| Consigne |
Poursuivez le texte sur Joseph De Kesel et la cérémonie à la cathédrale en reprenant juste après sa dernière phrase.

Selon Joseph De Kesel :
·
« L’Église doit rester une communauté ouverte, qui
ne s’isole pas de la société. »
·
« Je suis profondément convaincu
que l’Église est en crise mais, pour moi, le mot crise est un concept positif.
C’est à dire que c’est un moment de changement. Il faut accepter la situation
telle qu’elle est aujourd’hui et, à partir de là, construire un avenir nouveau
»
·
« Être croyant n’est plus un
réflexe spontané, alors que l’Église était omniprésente jusqu’aux années 50 et
avait une forte influence et position »,
·
« La séparation entre l’Église et
l’État est très importante et les autorités doivent être neutres, mais la
société elle-même n’est pas neutre. La religion est présente dans la société. »
·
« Une Église qui reste ouverte et
ne s’isole pas de la société. Une Église qui existe pour une conviction mais a
également un grand respect pour ceux qui ne partagent pas son idéologie. »
J’ai bien aimé les intentions de
prières en différentes langues, y compris en italien, espagnol et araméen. Les
premières intentions en français et en néerlandais ont été reprises dans
l’assemblée dominicale du 13 décembre à ND d’Espérance (Louvain-la-Neuve
Bruyères). -Tout ceci dit je dois tout de même exprimer une très grande
déception.
C’était une cérémonie
anachroniquement, horriblement, désespérément masculine. À part la diversité
des langues, la sobriété des vêtements, les photos numériques et la qualité de
l’homélie, cela aurait pu être une passation de pouvoirs du temps du Cardinal
Van Roey il y a plus de 50 ans.

Un long cortège d’hommes :
collecteurs de Saint-Rombaut, 30 diacres, 140 prêtres, 20 évêques… Tous les
évêques belges étaient présents, ainsi que trois évêques des Pays-Bas, dont le
Cardinal Eijk, et l’évêque auxiliaire de Lille. À moins que je n’aie pas tout
vu, les femmes n’ont été mises en évidence que pour l’accueil des invités et
pour les intentions.
Ce maintien de la tradition est-il
lié à cette cathédrale ? Je me souviens qu’en 1962 on ne donnait pas la
communion à la grand-messe chantée. Pour communier les fidèles devaient
assister à une messe plus matinale. Une dame s’est présentée et a demandé la
communion. Effarement dans les rangs des chanoines. Finalement un prêtre est
allé jusqu’au tabernacle. La dame était effarée d’avoir troublé l’ordre
séculaire.
J’étais furieux. Je suis allé
voir immédiatement le chanoine Rabau et je l’ai engueulé. On était au début du
Concile avec un texte sur l’évolution de la liturgie. Rabau mon professeur
s’est excusé comme un élève pris en faute et s’est excusé en murmurant
« cela ne n’arrivera plus, Paul ! »
À la même époque, le professeur
Robert Blomme m’avait demandé de repérer à la bibliothèque des références sur
la place des hommes et des femmes chez les Pères de l’Église. J’ai contribué ne
serait-ce que quelques minutes à la préparation de textes conciliaires de
Vatican II. J’aurais aimé que comme le désirait Pierre de Locht, cela rendent
égaux « femmes et hommes dans l’Église »

| Données brutes |
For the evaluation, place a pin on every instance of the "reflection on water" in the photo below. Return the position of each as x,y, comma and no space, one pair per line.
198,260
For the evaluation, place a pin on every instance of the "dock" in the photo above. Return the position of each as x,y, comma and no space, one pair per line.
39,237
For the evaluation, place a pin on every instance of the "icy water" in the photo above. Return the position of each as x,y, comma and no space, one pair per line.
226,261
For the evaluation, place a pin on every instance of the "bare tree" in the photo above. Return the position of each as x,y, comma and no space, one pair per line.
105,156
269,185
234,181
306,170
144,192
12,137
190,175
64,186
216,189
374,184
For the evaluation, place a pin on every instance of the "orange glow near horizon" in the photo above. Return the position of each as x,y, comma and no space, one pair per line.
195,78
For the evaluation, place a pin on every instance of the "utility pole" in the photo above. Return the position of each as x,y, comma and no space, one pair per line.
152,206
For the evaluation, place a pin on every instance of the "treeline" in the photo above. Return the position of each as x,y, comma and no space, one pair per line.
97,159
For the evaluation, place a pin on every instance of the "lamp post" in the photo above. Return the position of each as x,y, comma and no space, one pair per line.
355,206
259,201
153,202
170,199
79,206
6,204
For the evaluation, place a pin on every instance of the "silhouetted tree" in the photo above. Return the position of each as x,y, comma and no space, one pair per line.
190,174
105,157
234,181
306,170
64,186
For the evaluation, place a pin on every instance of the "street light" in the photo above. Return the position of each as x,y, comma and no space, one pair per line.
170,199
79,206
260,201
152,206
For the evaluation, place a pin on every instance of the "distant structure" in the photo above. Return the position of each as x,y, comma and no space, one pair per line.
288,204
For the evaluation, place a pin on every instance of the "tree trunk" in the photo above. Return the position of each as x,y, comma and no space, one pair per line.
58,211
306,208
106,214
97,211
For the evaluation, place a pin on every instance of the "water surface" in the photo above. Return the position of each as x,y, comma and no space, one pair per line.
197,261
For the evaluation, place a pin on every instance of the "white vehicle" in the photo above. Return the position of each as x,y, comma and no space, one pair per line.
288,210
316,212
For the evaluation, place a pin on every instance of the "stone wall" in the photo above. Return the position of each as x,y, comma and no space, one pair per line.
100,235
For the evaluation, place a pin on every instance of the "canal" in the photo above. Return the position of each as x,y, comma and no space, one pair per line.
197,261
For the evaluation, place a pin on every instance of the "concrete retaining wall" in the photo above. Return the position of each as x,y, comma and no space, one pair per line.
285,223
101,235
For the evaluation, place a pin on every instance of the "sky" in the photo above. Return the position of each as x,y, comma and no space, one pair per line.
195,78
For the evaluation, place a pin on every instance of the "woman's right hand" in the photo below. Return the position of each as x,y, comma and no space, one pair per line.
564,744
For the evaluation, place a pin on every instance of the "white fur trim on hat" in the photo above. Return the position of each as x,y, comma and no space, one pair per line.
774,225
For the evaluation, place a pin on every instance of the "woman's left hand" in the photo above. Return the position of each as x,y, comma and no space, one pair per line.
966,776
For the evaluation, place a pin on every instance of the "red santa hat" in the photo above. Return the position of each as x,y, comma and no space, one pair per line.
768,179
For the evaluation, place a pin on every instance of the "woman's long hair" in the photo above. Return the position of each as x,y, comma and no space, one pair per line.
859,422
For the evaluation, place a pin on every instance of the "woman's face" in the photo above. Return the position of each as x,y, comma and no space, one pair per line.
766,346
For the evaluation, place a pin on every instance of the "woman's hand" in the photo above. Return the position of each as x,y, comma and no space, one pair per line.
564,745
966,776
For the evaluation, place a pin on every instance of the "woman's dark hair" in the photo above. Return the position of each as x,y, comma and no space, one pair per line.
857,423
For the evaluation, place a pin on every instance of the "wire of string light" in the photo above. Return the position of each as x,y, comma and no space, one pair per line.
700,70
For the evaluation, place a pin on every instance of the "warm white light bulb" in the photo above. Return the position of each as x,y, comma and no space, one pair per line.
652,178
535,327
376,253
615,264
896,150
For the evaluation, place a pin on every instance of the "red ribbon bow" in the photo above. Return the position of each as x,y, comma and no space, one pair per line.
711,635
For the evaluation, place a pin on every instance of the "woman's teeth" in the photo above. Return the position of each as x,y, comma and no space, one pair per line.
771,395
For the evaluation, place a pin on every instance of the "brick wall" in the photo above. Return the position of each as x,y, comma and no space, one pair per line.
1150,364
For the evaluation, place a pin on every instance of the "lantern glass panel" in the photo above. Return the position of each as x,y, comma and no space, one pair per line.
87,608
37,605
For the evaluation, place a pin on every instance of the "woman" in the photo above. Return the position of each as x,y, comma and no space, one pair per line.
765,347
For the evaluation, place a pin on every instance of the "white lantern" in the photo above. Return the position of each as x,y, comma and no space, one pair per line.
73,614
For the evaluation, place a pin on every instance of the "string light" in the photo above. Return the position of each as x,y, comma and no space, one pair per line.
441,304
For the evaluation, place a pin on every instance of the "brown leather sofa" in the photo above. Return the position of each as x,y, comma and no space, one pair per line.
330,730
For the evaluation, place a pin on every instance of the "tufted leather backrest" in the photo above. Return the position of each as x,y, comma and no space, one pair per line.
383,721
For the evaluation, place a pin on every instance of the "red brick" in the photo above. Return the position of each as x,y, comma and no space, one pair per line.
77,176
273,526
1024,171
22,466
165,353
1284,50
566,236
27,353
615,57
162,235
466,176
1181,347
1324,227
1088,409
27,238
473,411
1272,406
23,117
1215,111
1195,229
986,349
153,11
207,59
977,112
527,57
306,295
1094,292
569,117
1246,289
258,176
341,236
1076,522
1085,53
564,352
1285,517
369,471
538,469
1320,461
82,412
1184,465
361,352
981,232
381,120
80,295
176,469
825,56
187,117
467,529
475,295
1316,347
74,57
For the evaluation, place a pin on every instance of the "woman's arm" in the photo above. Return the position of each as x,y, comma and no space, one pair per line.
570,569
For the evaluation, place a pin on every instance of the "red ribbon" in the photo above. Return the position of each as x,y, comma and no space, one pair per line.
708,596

| Réponse |
Ce samedi j’ai éprouvé une vraie déception.
Au temps où dans l’Église des femmes ont la charge de paroisse et même d’unités
pastorales plus larges, leur présence était samedi « insignifiante ».
Pour la prochaine fois, en 2022, j’espère qu’on aura un cortège et un chœur
enfin équilibrés. Si l’Église veut être crédible dans la société civile elle
doit d’urgence s’aligner sur l’évolution dans l’équilibre des genres, même
lente et imparfaite, des différentes professions dans le monde. Comment
laisse-t-on survivre cet archaïsme justifié par une anthropologie
désuète ?
Moi je ne prie plus pour les
vocations sacerdotales. L’Église n’a pas à se lamenter. À part le cœur du
Baptême et de l’Eucharistie elle a l’entière maitrise de ses sacrements. Les
fondateurs n’ont pas déposé de statuts décidant de l’accès à telle ou telle
tâche. Pourquoi ne pas renouveler l’image des ministères, y compris les
ministères au service de l’unité, en levant les interdits professionnels ?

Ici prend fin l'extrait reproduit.